**Work to complete**
Write out every one of the following items word for word, with nothing added or changed.
** Begin Dataset records **
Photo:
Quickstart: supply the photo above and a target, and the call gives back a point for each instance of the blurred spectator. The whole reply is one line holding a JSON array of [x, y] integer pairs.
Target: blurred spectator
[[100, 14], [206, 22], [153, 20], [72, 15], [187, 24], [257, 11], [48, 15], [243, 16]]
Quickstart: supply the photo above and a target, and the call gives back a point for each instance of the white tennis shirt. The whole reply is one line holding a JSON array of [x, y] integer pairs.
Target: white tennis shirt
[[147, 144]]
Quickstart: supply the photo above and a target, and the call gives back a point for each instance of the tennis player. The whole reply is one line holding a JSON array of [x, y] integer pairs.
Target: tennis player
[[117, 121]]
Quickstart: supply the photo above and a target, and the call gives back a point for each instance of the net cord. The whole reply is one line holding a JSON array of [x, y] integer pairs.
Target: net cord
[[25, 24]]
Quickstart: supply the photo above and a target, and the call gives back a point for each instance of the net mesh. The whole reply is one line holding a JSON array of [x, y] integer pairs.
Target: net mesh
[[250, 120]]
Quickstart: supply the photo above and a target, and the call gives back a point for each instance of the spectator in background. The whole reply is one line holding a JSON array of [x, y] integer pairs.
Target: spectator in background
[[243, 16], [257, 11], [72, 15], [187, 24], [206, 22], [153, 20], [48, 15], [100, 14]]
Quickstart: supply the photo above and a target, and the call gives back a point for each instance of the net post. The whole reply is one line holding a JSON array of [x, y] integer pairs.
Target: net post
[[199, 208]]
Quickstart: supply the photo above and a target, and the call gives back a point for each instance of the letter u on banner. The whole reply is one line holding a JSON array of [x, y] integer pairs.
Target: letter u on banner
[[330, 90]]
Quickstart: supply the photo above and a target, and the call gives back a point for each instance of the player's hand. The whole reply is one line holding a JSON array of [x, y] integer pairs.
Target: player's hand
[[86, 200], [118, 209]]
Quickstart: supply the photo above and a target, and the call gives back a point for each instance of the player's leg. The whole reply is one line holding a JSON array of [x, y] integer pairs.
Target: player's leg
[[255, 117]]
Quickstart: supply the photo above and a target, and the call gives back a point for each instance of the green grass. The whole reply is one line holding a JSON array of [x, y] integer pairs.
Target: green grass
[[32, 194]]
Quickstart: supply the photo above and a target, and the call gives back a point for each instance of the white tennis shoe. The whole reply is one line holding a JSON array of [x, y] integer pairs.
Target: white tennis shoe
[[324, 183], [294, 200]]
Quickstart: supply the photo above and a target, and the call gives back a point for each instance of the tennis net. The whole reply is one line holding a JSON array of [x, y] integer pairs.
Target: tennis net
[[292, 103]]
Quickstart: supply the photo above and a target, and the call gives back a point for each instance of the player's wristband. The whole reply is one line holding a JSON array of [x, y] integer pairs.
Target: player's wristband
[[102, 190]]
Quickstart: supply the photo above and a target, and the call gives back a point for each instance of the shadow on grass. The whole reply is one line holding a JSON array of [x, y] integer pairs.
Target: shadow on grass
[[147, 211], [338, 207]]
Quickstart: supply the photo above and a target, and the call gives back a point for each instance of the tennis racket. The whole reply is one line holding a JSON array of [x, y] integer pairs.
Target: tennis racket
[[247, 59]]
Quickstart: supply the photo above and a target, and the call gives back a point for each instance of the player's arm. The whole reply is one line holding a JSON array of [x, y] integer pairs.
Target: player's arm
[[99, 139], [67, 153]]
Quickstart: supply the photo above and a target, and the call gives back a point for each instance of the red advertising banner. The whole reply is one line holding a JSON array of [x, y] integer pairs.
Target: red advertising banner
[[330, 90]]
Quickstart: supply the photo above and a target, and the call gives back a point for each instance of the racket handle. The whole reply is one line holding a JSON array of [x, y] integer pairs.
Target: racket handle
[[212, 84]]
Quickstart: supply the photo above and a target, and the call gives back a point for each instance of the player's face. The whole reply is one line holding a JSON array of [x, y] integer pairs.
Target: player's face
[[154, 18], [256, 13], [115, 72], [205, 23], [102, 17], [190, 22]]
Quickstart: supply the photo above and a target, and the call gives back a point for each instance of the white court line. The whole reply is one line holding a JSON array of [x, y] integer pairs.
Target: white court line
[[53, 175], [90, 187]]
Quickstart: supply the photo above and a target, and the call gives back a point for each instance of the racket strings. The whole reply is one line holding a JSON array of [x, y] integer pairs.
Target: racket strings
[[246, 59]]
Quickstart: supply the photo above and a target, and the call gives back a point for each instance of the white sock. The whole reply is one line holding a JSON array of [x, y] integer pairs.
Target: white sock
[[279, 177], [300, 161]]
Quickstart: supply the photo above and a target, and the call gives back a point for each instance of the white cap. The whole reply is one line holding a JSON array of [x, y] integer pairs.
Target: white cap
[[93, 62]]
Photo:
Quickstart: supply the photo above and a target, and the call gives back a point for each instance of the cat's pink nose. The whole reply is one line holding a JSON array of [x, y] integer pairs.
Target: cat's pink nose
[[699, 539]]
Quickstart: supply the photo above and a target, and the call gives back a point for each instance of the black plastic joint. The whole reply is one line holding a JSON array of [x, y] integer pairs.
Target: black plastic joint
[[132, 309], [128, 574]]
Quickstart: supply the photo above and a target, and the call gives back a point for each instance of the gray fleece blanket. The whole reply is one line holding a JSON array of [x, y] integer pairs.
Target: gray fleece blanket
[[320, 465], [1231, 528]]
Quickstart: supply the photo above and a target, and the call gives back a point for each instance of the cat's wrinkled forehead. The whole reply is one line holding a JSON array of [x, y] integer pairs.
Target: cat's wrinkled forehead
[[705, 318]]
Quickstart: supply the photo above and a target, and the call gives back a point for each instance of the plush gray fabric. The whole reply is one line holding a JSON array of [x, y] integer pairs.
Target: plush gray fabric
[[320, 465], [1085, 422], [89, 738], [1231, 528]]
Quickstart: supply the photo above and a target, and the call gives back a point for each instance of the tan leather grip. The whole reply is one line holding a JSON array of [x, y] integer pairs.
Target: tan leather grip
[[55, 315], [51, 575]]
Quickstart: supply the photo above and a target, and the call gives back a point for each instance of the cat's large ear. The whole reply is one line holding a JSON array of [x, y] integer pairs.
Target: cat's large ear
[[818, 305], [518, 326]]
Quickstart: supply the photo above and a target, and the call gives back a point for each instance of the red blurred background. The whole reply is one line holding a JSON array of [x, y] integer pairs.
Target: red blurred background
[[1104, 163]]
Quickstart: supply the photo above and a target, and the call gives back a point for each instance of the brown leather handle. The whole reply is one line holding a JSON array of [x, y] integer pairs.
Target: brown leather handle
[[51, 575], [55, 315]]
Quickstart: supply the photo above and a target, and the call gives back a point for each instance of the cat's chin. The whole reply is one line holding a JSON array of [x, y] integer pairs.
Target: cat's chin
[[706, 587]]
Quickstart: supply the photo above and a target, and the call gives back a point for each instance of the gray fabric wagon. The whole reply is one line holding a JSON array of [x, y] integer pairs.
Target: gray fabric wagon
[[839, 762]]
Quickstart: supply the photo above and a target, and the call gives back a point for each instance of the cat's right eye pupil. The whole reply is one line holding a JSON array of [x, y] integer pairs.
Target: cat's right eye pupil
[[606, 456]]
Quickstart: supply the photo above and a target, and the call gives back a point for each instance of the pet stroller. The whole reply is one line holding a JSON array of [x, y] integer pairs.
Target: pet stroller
** End Dataset records **
**Worked answer**
Photo:
Quickstart: supply the photo above and a target, and the call gives back a point for each instance of the blurred spectator. The whole reply is one line holding a JSON array of [x, y] integer pairs.
Target: blurred spectator
[[100, 14], [206, 22], [153, 20], [72, 15], [187, 24], [257, 11], [48, 15], [243, 16]]
Quickstart: supply the photo above and a target, and the call gives back a point for each instance of the white tennis shirt. The whole reply is one line holding a JSON array of [x, y] integer pairs.
Target: white tennis shirt
[[147, 144]]
Quickstart: supply the photo above and a target, and the call gives back a point for each instance of the tennis player. The whole reply is one line holding a JSON array of [x, y] integer pairs.
Target: tennis player
[[117, 121]]
Quickstart: supply the photo above and a target, and the call gives back a point for each instance of the net cord. The whole reply is one line holding a JSON array of [x, y] integer pairs.
Target: net cord
[[25, 24]]
Quickstart: supply the photo above and a target, and the call gives back a point for each instance of the net mesh. The whole reply is one line holding a JSON array of [x, y] integer pairs.
Target: net mesh
[[250, 120]]
Quickstart: supply the photo above and a target, and the call gives back a point for each instance of the spectator in background. The whole reply is one line holding a JSON array of [x, y] integer pairs.
Target: spectator in background
[[243, 16], [257, 11], [72, 15], [187, 24], [206, 22], [153, 20], [48, 15], [100, 14]]
Quickstart: supply the photo above and a target, and the call gives back a point for each instance of the net post. The whole reply is one line holding a JSON array of [x, y] integer pairs.
Target: net post
[[199, 208]]
Quickstart: supply the photo above and a target, and the call gives back a point for each instance of the letter u on banner. The whole reply is one line holding a JSON array of [x, y] integer pairs.
Target: letter u on banner
[[330, 90]]
Quickstart: supply the photo above and a target, and the call gives back a point for each instance of the player's hand. The whole reply is one line holding a JSON array of [x, y] integer pairs.
Target: player's hand
[[86, 200], [118, 209]]
Quickstart: supply the photo above and a target, and the call gives back a point for each instance of the player's leg. The whole reply is one line holding a JSON array of [x, y] integer pairs.
Target: player's leg
[[255, 117]]
Quickstart: supply the photo above and a target, and the call gives back a point for each instance of the green grass. The whole reply is one line holding a JSON array of [x, y] integer pairs.
Target: green grass
[[32, 194]]
Quickstart: supply the photo above and a target, and the call gives back a point for each instance of the white tennis shoe. The whole reply is one line holding a JSON array of [x, y] integer pairs.
Target: white tennis shoe
[[324, 183], [294, 200]]
Quickstart: supply the photo above and a target, and the call gives back a point for each instance of the tennis net. The whole reply is one line holding a JSON array of [x, y] integer pairs.
Target: tennis net
[[292, 103]]
Quickstart: supply the photo above and a target, and the call gives back a point for each instance of the player's wristband. The whole reply is one line holding a JSON array of [x, y] integer pairs.
Target: player's wristband
[[102, 190]]
Quickstart: supply the photo above and a target, and the call gives back a point for each instance of the shadow on grass. The whole reply is one line holding a JSON array of [x, y] integer pairs.
Target: shadow on grass
[[147, 211], [338, 207]]
Quickstart: supply the photo above and a target, and the call gives back a point for each instance of the tennis racket. The whole reply is one line holding a JSON array of [x, y] integer pairs.
Target: tennis racket
[[247, 59]]
Quickstart: supply the photo above and a target, and the call gives back a point for each instance of the player's arm. The whole reply is one line holding a JSON array of [x, y] integer pairs.
Target: player's arm
[[99, 139], [67, 153]]
Quickstart: supply the photo above and a target, and the call gives back a point for each instance of the red advertising banner. The whole reply is one line holding a JSON array of [x, y] integer pairs.
Target: red advertising banner
[[330, 90]]
Quickstart: supply the photo above and a target, and the call gives back a point for each instance of the racket handle. The whole reply is one line holding a JSON array of [x, y] integer pairs.
Target: racket handle
[[212, 84]]
Quickstart: supply the photo above and a target, and the call gives back a point for each instance of the player's face. The whole reply is one line holding a JSON array of [x, y] integer pairs.
Target: player's face
[[154, 18], [256, 13], [115, 72], [205, 23], [102, 17], [190, 22]]
Quickstart: supply the photo above and a target, and the call gives back a point for each instance of the white court line. The whole reply is one line holding a JSON array of [x, y] integer pairs.
Target: white court line
[[53, 175], [90, 187]]
Quickstart: supply the photo above and a target, and the call gives back a point for each instance of the racket strings. The whole reply is one line holding a JSON array of [x, y] integer pairs.
Target: racket strings
[[246, 59]]
Quickstart: supply the photo above and a target, and the call gives back a point for each instance of the white sock. The whole reply is one line holding a JSON array of [x, y] integer pairs.
Target: white sock
[[279, 177], [300, 161]]
Quickstart: supply the photo above and a target, and the call gives back a point for each instance of the white cap. The whole reply is one line holding a JSON array of [x, y] integer pairs.
Target: white cap
[[93, 62]]
Photo:
Quickstart: supply the photo above and a target, and the call gives back a point for each instance of the cat's pink nose. The whole reply is one line holding a JSON array of [x, y] integer pairs.
Target: cat's pink nose
[[699, 539]]
Quickstart: supply the photo above and a target, and the call gives back a point for each instance of the black plastic joint. The whole reply is one line holding a JSON array of [x, y] integer pairs.
Target: black plastic joint
[[132, 309], [128, 574]]
Quickstart: supply the photo above and a target, and the call gives back a point for each instance of the gray fleece blanket. The whole reply is one line holding a JSON array of [x, y] integer pairs.
Target: gray fleece blanket
[[320, 465], [1231, 528]]
Quickstart: supply the photo above and a target, and the call gives back a point for each instance of the cat's wrinkled forehead. The whole reply is one line holding a JSON array of [x, y] integer pairs.
Target: cat's wrinkled forehead
[[705, 318]]
Quickstart: supply the photo above and a target, and the call gives back a point for each instance of the plush gray fabric. The whole reply is one line holding a JSON array of [x, y] integer pairs.
Target: plush gray fabric
[[320, 465], [1085, 422], [89, 738], [1231, 528]]
Quickstart: supply the photo above and a target, and the call gives back a point for each instance of the tan leather grip. The whole reply is one line holding a JSON array of [x, y] integer pairs.
Target: tan leather grip
[[55, 315], [51, 575]]
Quickstart: supply the photo above and a target, and the call gives back a point for each instance of the cat's large ear. The whole reply is one line holding a JSON array of [x, y] integer pairs.
Target: cat's large ear
[[818, 305], [518, 326]]
Quickstart: supply the photo above and a target, and the call gives back a point for each instance of the red blurred background. The whole reply is one line holding a JSON array of [x, y] integer pairs.
Target: red blurred background
[[1104, 163]]
Quickstart: supply the photo above and a target, and the call gives back a point for each instance of the brown leather handle. The whole reply is one line holding a JSON array of [x, y] integer pairs.
Target: brown leather handle
[[51, 575], [55, 315]]
Quickstart: supply the photo above and a target, and the call gives back a point for each instance of the cat's chin. The whole reply is one line holding a JSON array of [x, y] integer pairs.
Target: cat's chin
[[706, 587]]
Quickstart: supply the photo above and a target, and the call gives back a point for each instance of the gray fabric wagon. The whole reply is one line holding a JSON array of [x, y] integer pairs.
Target: gray fabric wagon
[[839, 762]]
Quickstart: supply the photo above and a target, and the call gives back a point for each instance of the cat's right eye pupil. The whole reply is one line holding a JSON array of [x, y] integer pairs.
Target: cat's right eye pupil
[[606, 456]]
Quickstart: supply the photo above and a target, and the call gives back a point for each instance of the pet stroller. The whole reply is one line holding a JSON array of [x, y] integer pairs.
Target: pet stroller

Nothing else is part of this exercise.